▸ **EXCERPTED TEXT**
- - -
Question

The time period of a particle in simple harmonic motion is 8 second. At t = 0 it is at the mean position. The ratio of the distances travelled by it in the first and second seconds is:

• A. $\frac{1}{2}$
• B. $\frac{1}{\sqrt{2}}$
• C. $\frac{1}{\sqrt{2}-1}$
• D. $\frac{1}{\sqrt{3}}$

Answer 1

Answer: (C)

$\frac{1}{\sqrt{2}-1}$

Answer 2

Time period of particle is given by $T=\frac{2\pi }{\omega }$ $(\because \,T=8s)$ So, $\frac{2\pi }{\omega }=8$ $\Rightarrow$ $\omega =\frac{2\pi }{8}=\frac{\pi }{4}$ Equation of SHM is $y=a\sin \omega t$ ?(i) ( $\because$ At mean position t = 0) Hence, $y=0$ For t = 1 s E (i) becomes $y=a\sin \frac{\pi }{4}\times 1=\frac{a}{\sqrt{2}}$ ?(ii) For t = 2 s E (i) becomes $y=a\sin \frac{\pi }{4}\times 2=a\sin \frac{\pi }{2}=a$ ?(iii) Now, the distance covered in 2 s is given by $a-\frac{a}{\sqrt{2}}=a\left( \frac{\sqrt{2}-1}{\sqrt{2}} \right)$ Again the ratio of the distance covered in first and second seconds is $=\frac{\frac{a}{\sqrt{2}}}{a\left( \frac{\sqrt{2-1}}{\sqrt{2}} \right)}=\frac{1}{(\sqrt{2}-1)}$
- - -
(Dataset excerpts on object pointing)

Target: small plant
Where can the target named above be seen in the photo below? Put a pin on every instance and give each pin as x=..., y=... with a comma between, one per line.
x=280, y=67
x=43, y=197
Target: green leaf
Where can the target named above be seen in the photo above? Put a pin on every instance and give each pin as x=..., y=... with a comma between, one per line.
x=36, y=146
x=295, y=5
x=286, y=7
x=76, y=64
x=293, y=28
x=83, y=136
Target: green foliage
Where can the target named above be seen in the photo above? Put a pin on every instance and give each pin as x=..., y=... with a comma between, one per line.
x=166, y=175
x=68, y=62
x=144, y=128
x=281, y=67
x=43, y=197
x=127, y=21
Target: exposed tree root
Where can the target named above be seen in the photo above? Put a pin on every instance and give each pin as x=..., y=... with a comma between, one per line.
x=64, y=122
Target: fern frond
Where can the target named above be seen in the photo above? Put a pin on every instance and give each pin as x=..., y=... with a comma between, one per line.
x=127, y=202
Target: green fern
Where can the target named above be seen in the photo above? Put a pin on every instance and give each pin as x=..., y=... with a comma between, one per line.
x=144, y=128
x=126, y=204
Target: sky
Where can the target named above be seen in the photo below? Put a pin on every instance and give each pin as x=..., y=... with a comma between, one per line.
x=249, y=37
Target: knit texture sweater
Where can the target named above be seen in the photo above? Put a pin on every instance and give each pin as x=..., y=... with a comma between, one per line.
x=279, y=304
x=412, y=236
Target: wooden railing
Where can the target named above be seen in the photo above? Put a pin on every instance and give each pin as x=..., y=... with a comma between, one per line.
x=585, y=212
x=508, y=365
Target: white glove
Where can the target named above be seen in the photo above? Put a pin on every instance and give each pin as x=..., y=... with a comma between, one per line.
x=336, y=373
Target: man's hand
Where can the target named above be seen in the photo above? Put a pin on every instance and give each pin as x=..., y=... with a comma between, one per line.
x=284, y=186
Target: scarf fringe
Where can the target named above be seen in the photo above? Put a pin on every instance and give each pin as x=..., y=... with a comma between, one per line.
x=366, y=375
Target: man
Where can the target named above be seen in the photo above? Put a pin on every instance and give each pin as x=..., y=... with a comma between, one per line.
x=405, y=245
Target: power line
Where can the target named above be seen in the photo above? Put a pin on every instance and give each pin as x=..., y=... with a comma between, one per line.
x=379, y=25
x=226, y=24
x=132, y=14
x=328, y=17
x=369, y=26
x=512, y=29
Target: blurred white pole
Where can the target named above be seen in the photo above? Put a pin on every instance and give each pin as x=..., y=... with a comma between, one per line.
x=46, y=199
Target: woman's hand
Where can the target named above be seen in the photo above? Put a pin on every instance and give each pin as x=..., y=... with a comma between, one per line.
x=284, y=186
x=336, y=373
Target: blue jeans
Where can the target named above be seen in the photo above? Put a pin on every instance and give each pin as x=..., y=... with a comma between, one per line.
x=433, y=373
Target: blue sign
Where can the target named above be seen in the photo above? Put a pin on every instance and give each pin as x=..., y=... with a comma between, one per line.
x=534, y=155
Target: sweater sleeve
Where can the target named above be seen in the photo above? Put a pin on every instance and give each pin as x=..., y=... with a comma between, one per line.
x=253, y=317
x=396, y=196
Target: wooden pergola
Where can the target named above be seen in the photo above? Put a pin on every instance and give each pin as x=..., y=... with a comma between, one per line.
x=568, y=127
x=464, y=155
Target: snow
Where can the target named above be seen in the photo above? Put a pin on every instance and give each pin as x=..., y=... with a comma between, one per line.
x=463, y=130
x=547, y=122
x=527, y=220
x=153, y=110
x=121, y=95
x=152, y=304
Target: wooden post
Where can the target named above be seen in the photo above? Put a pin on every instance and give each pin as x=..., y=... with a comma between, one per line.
- - -
▸ **WHAT THE TASK REQUIRES**
Transcribe the simple harmonic motion text word for word, from "The time period" to "Answer: (C)".

▸ **CORRECT RESPONSE**
The time period of a particle in simple harmonic motion is 8 second. At t = 0 it is at the mean position. The ratio of the distances travelled by it in the first and second seconds is:

• A. $\frac{1}{2}$
• B. $\frac{1}{\sqrt{2}}$
• C. $\frac{1}{\sqrt{2}-1}$
• D. $\frac{1}{\sqrt{3}}$

Answer 1

Answer: (C)